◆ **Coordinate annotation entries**
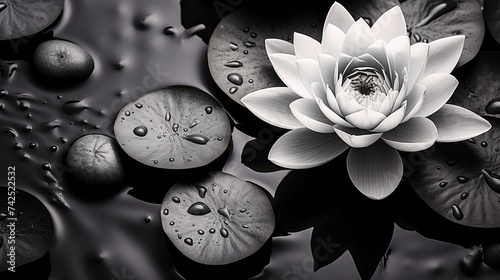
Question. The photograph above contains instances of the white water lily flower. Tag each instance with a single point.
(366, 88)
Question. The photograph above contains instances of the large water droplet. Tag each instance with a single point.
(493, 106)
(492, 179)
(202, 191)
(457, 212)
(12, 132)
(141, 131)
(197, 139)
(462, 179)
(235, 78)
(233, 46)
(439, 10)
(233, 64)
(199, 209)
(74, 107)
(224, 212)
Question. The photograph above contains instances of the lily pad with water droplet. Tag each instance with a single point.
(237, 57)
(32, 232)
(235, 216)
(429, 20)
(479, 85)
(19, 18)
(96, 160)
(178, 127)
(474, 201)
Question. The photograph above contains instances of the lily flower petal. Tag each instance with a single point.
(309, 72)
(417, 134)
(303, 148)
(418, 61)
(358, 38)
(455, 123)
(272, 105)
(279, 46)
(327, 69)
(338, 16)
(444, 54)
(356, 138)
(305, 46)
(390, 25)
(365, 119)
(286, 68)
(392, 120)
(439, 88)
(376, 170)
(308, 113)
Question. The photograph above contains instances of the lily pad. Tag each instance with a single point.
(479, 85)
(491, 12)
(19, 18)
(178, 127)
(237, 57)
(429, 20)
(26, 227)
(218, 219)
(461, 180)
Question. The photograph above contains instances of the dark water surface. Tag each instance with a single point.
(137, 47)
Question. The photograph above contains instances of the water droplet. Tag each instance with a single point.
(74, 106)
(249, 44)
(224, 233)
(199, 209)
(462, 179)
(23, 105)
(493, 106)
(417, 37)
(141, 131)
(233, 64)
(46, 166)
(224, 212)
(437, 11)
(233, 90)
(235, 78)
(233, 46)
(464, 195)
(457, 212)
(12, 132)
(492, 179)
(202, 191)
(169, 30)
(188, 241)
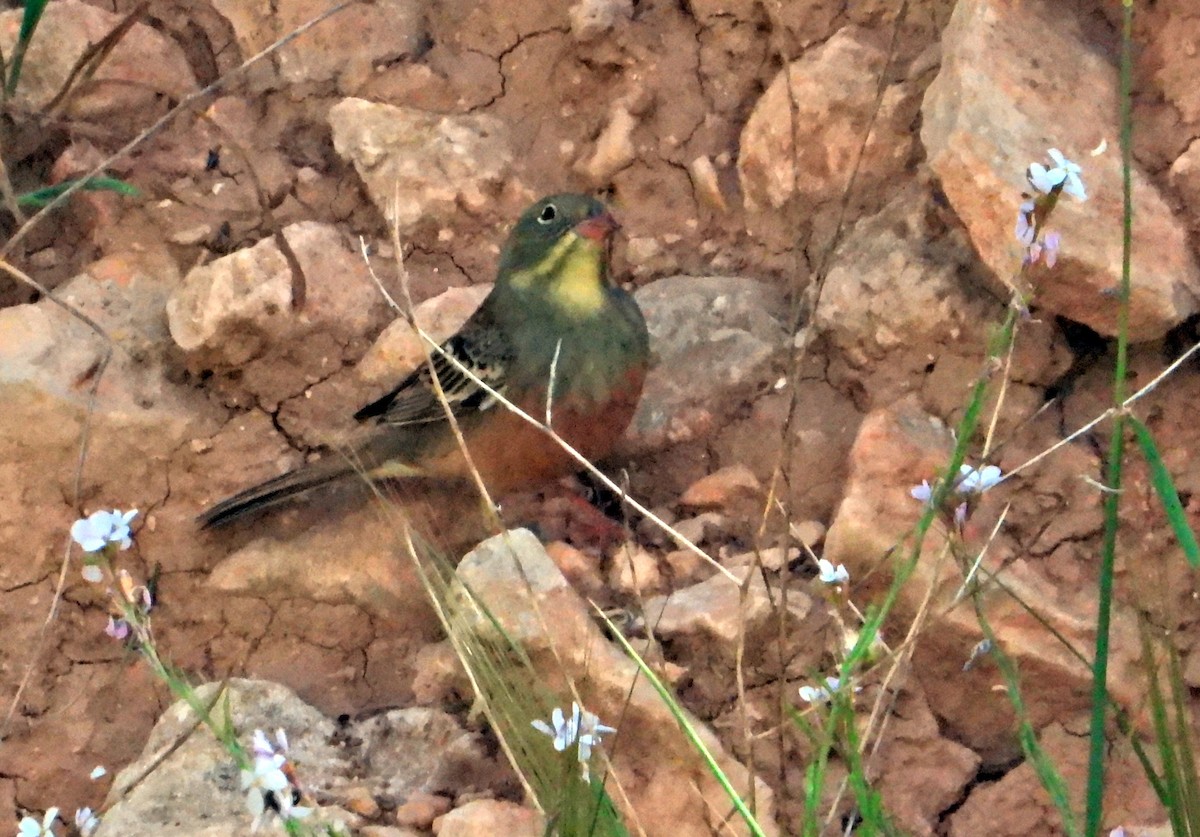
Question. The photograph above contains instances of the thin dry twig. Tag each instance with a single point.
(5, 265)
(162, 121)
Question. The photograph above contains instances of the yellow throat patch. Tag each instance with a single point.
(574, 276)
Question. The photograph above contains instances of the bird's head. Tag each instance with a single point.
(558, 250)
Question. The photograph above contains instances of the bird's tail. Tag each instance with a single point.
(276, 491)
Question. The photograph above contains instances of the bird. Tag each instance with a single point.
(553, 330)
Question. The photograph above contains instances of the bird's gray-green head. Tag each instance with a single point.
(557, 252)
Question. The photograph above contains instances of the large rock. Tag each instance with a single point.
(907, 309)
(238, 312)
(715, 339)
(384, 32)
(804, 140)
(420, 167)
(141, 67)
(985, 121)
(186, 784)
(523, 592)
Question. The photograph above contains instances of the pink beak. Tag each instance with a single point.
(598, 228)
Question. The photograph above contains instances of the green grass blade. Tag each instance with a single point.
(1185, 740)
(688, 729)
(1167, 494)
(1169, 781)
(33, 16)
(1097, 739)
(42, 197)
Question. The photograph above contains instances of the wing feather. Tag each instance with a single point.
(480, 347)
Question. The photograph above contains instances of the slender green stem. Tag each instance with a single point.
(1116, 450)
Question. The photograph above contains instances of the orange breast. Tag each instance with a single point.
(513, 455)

◆ **What is asked**
Quote the preceding listing precisely and completely, omitting its images.

◆ **Solution to this exercise**
Question. The photograph above contains instances of the white water lily flower. Tag each instance with a single point.
(366, 88)
Question. The photograph above contains instances of the large water droplet. Tag each instance with a single point.
(493, 106)
(492, 179)
(202, 191)
(457, 212)
(12, 132)
(141, 131)
(197, 139)
(462, 179)
(235, 78)
(233, 46)
(439, 10)
(233, 64)
(199, 209)
(74, 107)
(224, 212)
Question. The photograph above contains instances of the lily pad with water droplet. Tag each instance with a single point.
(237, 57)
(32, 232)
(235, 216)
(429, 20)
(479, 85)
(19, 18)
(96, 160)
(178, 127)
(474, 201)
Question. The photograph above contains instances of the lily flower petal. Tag each instance with a single point.
(309, 72)
(417, 134)
(303, 148)
(418, 61)
(358, 38)
(455, 123)
(272, 105)
(279, 46)
(327, 69)
(338, 16)
(444, 54)
(356, 138)
(305, 46)
(390, 25)
(365, 119)
(286, 68)
(392, 120)
(439, 88)
(376, 170)
(308, 113)
Question. The photograph above contains instances of the lily pad. Tag each instance with a single point.
(479, 85)
(491, 12)
(19, 18)
(178, 127)
(237, 57)
(429, 20)
(26, 227)
(218, 219)
(461, 180)
Question. The photograph above contains instances of the dark water surface. Tag each instance with a single point.
(137, 47)
Question. The photograph above contains instances of the water droplet. Tag each instance with a single point.
(74, 106)
(249, 44)
(224, 233)
(199, 209)
(462, 179)
(23, 105)
(493, 106)
(417, 37)
(141, 131)
(233, 64)
(46, 166)
(224, 212)
(437, 11)
(233, 90)
(235, 78)
(233, 46)
(464, 195)
(457, 212)
(12, 132)
(492, 179)
(202, 191)
(169, 30)
(188, 241)
Question. The photograph above contains instances of the thin dry twig. Tag each instance with a single point.
(5, 265)
(162, 121)
Question. The photograph above contains instances of the yellow throat patch. Tag each instance with a single point.
(574, 276)
Question. The photograph above contains instances of the bird's head. Tag each instance with a single point.
(558, 250)
Question. The photograph above contains instances of the bird's tail. Tag each instance with a single point.
(276, 491)
Question. The photograph above contains instances of the bird. Tag each instance with a single point.
(553, 330)
Question. The photograph above contains instances of the bird's gray-green head. Tag each instance with a single point.
(557, 252)
Question. The photograph above contains instances of the large rock. Tag each instance with a single point.
(907, 309)
(238, 312)
(715, 339)
(384, 32)
(804, 140)
(420, 167)
(141, 67)
(985, 121)
(186, 784)
(523, 592)
Question. The photograph above contains instances of the pink beak. Tag each instance with a single point.
(598, 228)
Question. The photograph above contains instances of the green grass blade. Tag each instance with a single point.
(1185, 740)
(688, 729)
(1167, 494)
(1169, 781)
(33, 16)
(1097, 739)
(42, 197)
Question. The photograph above contains instances of the wing feather. Tag each instance with a single point.
(480, 347)
Question. The photograph above contains instances of the slender green stem. Tag each instance with a single point.
(1116, 450)
Question. The photograph above contains instances of the orange breast. Tag each instance with a single point.
(513, 455)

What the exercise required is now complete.